▶ Given records
=====
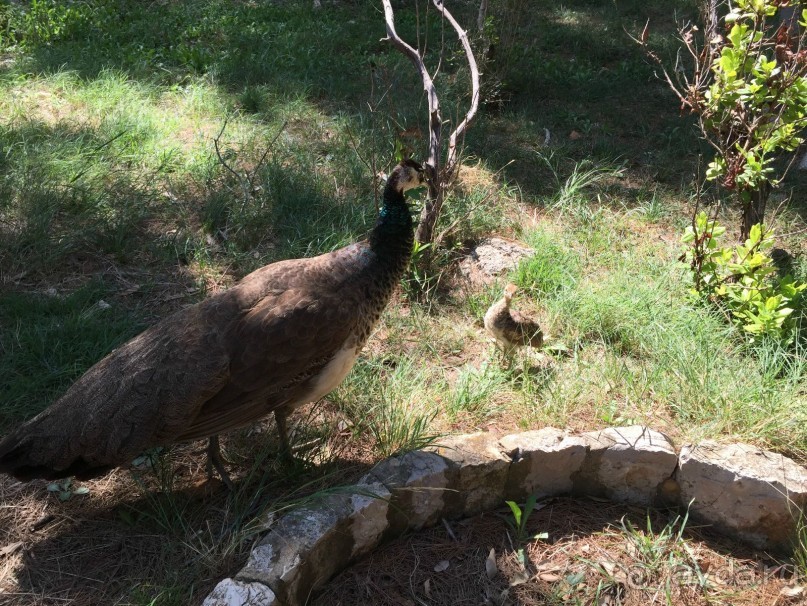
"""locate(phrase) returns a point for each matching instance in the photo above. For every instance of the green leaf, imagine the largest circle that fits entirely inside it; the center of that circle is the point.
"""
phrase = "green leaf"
(516, 511)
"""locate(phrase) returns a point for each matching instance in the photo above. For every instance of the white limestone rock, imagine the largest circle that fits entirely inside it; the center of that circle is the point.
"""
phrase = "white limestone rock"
(419, 484)
(478, 473)
(543, 462)
(493, 258)
(311, 544)
(744, 491)
(230, 592)
(627, 464)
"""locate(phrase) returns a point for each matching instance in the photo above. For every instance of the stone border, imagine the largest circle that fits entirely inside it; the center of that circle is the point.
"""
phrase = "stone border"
(743, 491)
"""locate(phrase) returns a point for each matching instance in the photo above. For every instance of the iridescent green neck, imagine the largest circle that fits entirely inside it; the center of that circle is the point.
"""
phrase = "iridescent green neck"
(392, 235)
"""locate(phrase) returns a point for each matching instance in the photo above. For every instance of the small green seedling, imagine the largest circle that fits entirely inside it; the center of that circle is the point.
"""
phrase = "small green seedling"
(519, 525)
(65, 490)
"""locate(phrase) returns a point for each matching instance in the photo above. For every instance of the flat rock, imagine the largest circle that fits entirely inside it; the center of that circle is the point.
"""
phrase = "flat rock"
(418, 482)
(492, 258)
(542, 462)
(626, 464)
(744, 491)
(311, 544)
(477, 473)
(230, 592)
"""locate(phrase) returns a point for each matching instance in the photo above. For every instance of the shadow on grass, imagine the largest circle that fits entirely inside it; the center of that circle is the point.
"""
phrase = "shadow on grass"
(169, 548)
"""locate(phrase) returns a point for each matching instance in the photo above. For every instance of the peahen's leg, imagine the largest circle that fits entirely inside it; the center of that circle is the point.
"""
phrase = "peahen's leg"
(214, 461)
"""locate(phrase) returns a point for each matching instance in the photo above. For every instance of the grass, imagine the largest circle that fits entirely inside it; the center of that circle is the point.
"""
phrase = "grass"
(115, 210)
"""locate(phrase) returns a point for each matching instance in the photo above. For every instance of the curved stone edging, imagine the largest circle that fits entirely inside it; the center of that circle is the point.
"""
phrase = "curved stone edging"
(743, 491)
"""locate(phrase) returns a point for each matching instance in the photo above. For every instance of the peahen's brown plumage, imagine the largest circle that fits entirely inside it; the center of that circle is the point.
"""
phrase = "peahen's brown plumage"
(510, 328)
(285, 335)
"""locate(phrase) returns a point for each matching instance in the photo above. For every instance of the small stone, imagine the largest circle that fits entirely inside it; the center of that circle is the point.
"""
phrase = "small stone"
(492, 258)
(311, 544)
(419, 484)
(230, 592)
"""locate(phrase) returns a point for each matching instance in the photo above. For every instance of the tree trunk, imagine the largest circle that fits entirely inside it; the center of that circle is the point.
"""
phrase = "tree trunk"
(430, 213)
(754, 210)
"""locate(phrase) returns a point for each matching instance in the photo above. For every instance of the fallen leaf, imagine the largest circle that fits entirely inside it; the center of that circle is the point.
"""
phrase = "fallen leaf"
(10, 548)
(519, 578)
(792, 592)
(441, 566)
(608, 566)
(490, 564)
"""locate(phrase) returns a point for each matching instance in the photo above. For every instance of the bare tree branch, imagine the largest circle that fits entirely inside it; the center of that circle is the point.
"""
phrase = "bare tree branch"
(439, 178)
(451, 160)
(435, 121)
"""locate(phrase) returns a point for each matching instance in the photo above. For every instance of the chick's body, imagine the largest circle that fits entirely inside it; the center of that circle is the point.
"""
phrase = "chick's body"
(510, 328)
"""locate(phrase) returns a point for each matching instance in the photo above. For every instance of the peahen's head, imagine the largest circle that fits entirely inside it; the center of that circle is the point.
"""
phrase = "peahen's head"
(407, 175)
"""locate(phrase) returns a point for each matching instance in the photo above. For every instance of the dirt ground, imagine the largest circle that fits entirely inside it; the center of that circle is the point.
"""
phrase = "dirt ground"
(587, 558)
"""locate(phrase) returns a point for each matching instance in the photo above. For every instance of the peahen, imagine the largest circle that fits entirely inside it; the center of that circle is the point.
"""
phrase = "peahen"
(285, 335)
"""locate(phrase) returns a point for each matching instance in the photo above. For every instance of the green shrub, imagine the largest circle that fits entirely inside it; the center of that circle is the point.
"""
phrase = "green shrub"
(742, 279)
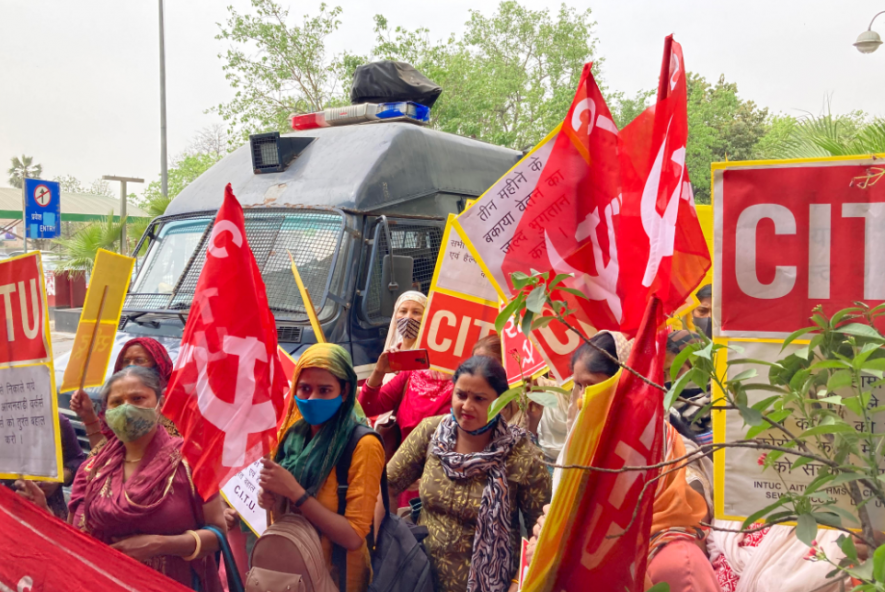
=====
▶ Stated exercise
Put the lines beginning with the line that contains "peahen's head, imagine" and continuing through the last of the lines into a two-column CSV with the headers prompt_text and points. Give one row for each text and its points, put each field in quotation marks, turn line breaks into spaces, and leave the pictures out.

▶ The reply
prompt_text,points
"""""""locate(phrase) returns a point for each matching instance in the photo above. For every instance of the peahen's head, imagine the largest circle that fits entirely inside it; the center of that circle is the point. """""" phrase = ""peahen's head""","(407, 175)"
"""""""locate(phrase) returns a point for each matching instance in the photo above. For every instance of the dirt ground, imagine the largest circle that fits entirely inside it; the center of that circle is the point. """""" phrase = ""dirt ground""","(587, 558)"
"""""""locate(phrase) returns a point for each matching instance in the photo above. For every instance of the peahen, imagine the largest circle that fits entirely inside it; the center of that circle is the point. """""" phrase = ""peahen""","(285, 335)"
"""""""locate(phrase) returns a point for each matching instance in the photo above. For every instance of the green shrub, imagine the largest circle that fits entirely inside it; the center of that circle is the point. """""" phrase = ""green shrub""","(742, 279)"